Reproduce all of the records below, putting "nonzero winding rule" wherever "even-odd rule" appears and keeping every other character the same.

**Given information**
--- Start ---
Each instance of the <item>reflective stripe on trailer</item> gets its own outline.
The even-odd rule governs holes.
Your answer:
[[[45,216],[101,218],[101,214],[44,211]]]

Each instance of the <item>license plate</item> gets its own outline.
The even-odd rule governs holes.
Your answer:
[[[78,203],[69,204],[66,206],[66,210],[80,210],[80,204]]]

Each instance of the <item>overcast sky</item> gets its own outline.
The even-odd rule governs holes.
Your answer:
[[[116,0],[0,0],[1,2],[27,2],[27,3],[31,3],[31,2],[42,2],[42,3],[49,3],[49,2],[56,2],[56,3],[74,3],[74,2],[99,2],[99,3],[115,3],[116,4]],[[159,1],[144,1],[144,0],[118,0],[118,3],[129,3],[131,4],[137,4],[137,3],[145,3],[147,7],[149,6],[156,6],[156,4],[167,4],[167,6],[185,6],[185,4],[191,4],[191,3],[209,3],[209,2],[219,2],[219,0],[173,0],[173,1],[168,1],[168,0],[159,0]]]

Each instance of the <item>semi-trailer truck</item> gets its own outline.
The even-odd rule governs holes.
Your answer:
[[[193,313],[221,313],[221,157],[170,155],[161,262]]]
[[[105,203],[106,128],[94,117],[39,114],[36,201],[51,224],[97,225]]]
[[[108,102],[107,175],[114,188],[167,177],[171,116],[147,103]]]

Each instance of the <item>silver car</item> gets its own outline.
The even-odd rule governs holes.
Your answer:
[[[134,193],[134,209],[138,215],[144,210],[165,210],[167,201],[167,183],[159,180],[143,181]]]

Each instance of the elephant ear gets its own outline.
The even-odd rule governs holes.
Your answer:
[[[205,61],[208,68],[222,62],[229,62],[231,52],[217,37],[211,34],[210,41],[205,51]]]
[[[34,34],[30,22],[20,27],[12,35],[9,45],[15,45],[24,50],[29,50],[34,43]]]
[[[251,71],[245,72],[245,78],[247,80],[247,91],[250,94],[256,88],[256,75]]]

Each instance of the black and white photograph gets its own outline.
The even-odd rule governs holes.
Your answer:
--- End ---
**Solved exercise**
Each instance of the <item>reflective stripe on trailer</item> gets its own outline.
The nonzero winding rule governs holes.
Your answer:
[[[45,216],[101,218],[101,214],[44,211]]]

Each instance of the <item>license plate</item> gets its own outline.
The nonzero winding rule governs holes.
Your answer:
[[[78,203],[69,204],[66,206],[66,210],[80,210],[80,204]]]

Each instance of the <item>overcast sky</item> gets its own outline.
The nonzero winding rule governs holes.
Your answer:
[[[116,0],[0,0],[1,2],[27,2],[27,3],[31,3],[31,2],[42,2],[42,3],[49,3],[49,2],[56,2],[56,3],[74,3],[74,2],[99,2],[99,3],[115,3],[116,4]],[[159,1],[144,1],[144,0],[118,0],[118,3],[129,3],[131,4],[137,4],[137,3],[145,3],[147,7],[149,6],[156,6],[156,4],[167,4],[167,6],[185,6],[185,4],[191,4],[191,3],[209,3],[209,2],[219,2],[219,0],[173,0],[173,1],[168,1],[168,0],[159,0]]]

Each instance of the <item>semi-trailer truck</item> gets its own outline.
The nonzero winding rule governs holes.
Your answer:
[[[193,313],[221,313],[221,157],[170,155],[161,262]]]
[[[105,203],[106,128],[94,117],[39,114],[36,201],[51,224],[97,225]]]
[[[108,102],[107,175],[114,188],[167,177],[171,116],[147,103]]]

Each instance of the <item>silver car</item> gets its own outline.
The nonzero winding rule governs holes.
Your answer:
[[[134,193],[134,209],[138,215],[144,210],[165,210],[167,201],[167,183],[159,180],[143,181]]]

Each instance of the elephant ear gets its own outline.
The nonzero winding rule governs holes.
Your answer:
[[[205,61],[208,68],[222,62],[229,62],[231,52],[217,37],[211,34],[210,41],[205,51]]]
[[[34,34],[30,22],[20,27],[12,35],[9,45],[15,45],[24,50],[29,50],[34,43]]]
[[[251,71],[245,72],[245,78],[247,80],[247,91],[250,94],[256,88],[256,75]]]

Each instance of the black and white photograph gets its own outline.
The nonzero winding rule governs holes.
Your answer:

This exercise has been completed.